**EXCERPTED PASSAGE**:
-----
Home Baked Telemetry System

Home Baked Telemetry System

I thought that it would be a realistic challenge to build my own telemetry system, considering that I had already worked with most of the components I wanted to use.

As I have become a better pilot and experimented with FPV, I'm starting to understand why having some telemetry data could be helpful. I was particularly curious about what altitudes I was reaching and started to research what types of sensors were available.

Choose Your Altitude

I knew that a GPS with adequate sattelite connections would be able to provide altitude, but at the time I hadn't yet experimented with GPS modules and parsing NMEA data. ( a future post )

There is another way to get altitude data that is simpler, cheaper, and understandably less-accurate: by comparing relative differences in air pressure ( assuming a constant temperature ). By establishing a baseline air pressure and temperature at ground level, relative altitude can be approximated from the relative changes in air pressure.


An atmospheric pressure sensor popular with hobbyists is the BMP180.  SparkFun has great examples of how to hook up and get readings available here. I was pleased to learn that it has its own temperature sensor built in and the whole IC is only about the size of my little fingernail.

After wiring & firing I was able to observe altitude changes as small as 2ft, with some noise. This seemed accurate enough for my purposes.


My beginning requirements are basic.

  • it has to be lightweight
  • transmit telemetry data
    • I thought about logging it to SD, but that's not really telemetry is it?
  • a receiving station
  • multiple (maximum) packets relayed per second
  • and display / output / logging of received data


(Remote/Aerial Station) :

  • Arduino Nano in breadboard
  • nRF24L01 Transceiver (Transmitting)
  • BMP180 Atmospheric Pressure Sensor
  • ( battery power is coming from the drone )

(Ground Station / GCS)

  • Arduino Nano in breadboard
  • nRF24L01 Transceiver (Receiving)
  • Raspberry Pi - USB Cable, Wifi Dongle
  • ( Wifi network for SSH access to Pi CLI )
  • assorted jumper wires, switches, etc

A host computer is necessary to render/upload arduino sketches, and to view and/or log the CGS (serial) output.  I'm using a Raspberry Pi 2, because it can be portable and I want it to have line-of-sight to the drone. I then use my phone or laptop to SSH into the Pi over the WiFi network - something I would not be able to do without the Wifi network.


I have all kinds of plans for how the ground control ( receiving station ) features will work, but for now I'll stay focused on the absolute basics.

So the transmitting arduino is wired up with the BMP180 and a script to report out its relative altitude in feet. ( relative meaning "we're +20 feet from where we started!" )


Borrowing Drone Power

It took a minute to figure out how to power the board using the drone's onboard 7.4v ( 2S ) Lipo battery.  The script didn't run when I put the full voltage in via the USB - but neither did it damage the board.  So I found a 5v regulator that I had created for a previous build and plugged it into the arduino VIN.  Success.

I honestly didn't understand whether it was OK to put anything more than 5v into VIN - for any serious people the right answer is somewhere in this guide.  Regulating the 5v before putting into VIN did the trick for me.
-----
**PROBLEM**:
In the telemetry system text, what is the smallest altitude change that could be observed with the BMP180 after wiring it up? The rows after this point are separate material, unrelated to the telemetry system text.
-----
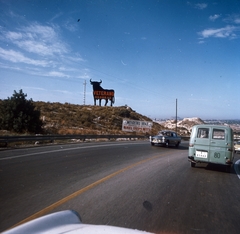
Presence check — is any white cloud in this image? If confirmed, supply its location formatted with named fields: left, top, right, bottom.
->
left=199, top=26, right=240, bottom=39
left=209, top=14, right=221, bottom=21
left=0, top=47, right=48, bottom=67
left=223, top=14, right=240, bottom=24
left=4, top=23, right=68, bottom=56
left=195, top=3, right=207, bottom=10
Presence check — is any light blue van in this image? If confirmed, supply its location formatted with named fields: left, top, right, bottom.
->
left=188, top=124, right=234, bottom=168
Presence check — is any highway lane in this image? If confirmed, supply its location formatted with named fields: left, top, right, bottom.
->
left=0, top=141, right=240, bottom=233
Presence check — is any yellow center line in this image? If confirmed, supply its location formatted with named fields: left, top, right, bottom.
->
left=10, top=154, right=165, bottom=229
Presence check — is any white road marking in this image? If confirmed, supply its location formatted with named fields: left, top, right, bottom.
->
left=0, top=142, right=146, bottom=161
left=234, top=159, right=240, bottom=179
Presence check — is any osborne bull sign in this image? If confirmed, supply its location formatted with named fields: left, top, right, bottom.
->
left=122, top=119, right=153, bottom=132
left=90, top=80, right=115, bottom=106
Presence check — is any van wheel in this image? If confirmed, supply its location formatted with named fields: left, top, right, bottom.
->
left=226, top=165, right=231, bottom=173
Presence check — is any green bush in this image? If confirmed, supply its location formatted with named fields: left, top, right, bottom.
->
left=0, top=90, right=42, bottom=133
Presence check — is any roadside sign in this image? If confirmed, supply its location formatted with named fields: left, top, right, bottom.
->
left=122, top=119, right=153, bottom=132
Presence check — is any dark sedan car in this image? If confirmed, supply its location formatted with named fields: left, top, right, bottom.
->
left=150, top=130, right=181, bottom=147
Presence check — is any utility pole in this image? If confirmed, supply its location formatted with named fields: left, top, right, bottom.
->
left=83, top=80, right=87, bottom=105
left=176, top=99, right=177, bottom=133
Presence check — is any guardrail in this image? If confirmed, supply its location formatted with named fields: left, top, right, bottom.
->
left=0, top=135, right=147, bottom=145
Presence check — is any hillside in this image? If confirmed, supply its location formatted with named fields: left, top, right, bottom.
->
left=34, top=102, right=163, bottom=135
left=0, top=102, right=208, bottom=136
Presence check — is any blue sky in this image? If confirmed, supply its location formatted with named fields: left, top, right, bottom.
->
left=0, top=0, right=240, bottom=119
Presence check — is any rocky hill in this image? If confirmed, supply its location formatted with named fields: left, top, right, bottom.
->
left=34, top=102, right=163, bottom=135
left=161, top=117, right=204, bottom=135
left=4, top=102, right=237, bottom=136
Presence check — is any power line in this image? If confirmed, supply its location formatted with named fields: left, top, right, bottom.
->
left=83, top=80, right=87, bottom=105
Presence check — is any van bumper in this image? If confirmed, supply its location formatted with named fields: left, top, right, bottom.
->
left=188, top=156, right=197, bottom=163
left=188, top=156, right=233, bottom=165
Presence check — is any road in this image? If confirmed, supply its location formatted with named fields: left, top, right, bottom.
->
left=0, top=141, right=240, bottom=234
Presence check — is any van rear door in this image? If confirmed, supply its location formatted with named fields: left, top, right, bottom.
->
left=209, top=128, right=227, bottom=164
left=194, top=127, right=210, bottom=162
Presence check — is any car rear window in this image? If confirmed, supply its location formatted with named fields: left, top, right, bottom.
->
left=212, top=129, right=225, bottom=140
left=197, top=128, right=209, bottom=138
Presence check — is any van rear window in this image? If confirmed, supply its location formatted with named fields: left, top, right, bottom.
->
left=197, top=128, right=209, bottom=138
left=212, top=129, right=225, bottom=140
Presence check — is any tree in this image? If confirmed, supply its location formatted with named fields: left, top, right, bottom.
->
left=0, top=89, right=43, bottom=133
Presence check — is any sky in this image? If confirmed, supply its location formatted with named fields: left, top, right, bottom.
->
left=0, top=0, right=240, bottom=119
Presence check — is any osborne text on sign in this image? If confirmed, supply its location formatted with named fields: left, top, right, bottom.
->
left=93, top=90, right=114, bottom=98
left=122, top=119, right=152, bottom=132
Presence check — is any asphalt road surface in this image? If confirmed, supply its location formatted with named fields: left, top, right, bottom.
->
left=0, top=141, right=240, bottom=234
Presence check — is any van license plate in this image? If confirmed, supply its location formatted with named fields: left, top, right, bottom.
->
left=196, top=151, right=207, bottom=158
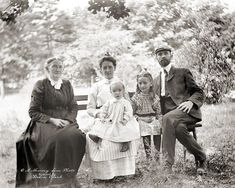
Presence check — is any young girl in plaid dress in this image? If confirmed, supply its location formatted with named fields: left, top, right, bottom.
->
left=131, top=71, right=161, bottom=160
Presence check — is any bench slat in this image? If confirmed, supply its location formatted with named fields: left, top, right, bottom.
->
left=74, top=95, right=88, bottom=101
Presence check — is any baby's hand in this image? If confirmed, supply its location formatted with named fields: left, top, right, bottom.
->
left=120, top=120, right=127, bottom=126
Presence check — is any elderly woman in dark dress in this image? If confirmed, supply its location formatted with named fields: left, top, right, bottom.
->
left=16, top=58, right=86, bottom=187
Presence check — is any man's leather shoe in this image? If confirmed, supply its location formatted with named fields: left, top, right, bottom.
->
left=197, top=160, right=207, bottom=175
-----
**RESULT**:
Altitude changes as small as 2 feet, with some noise.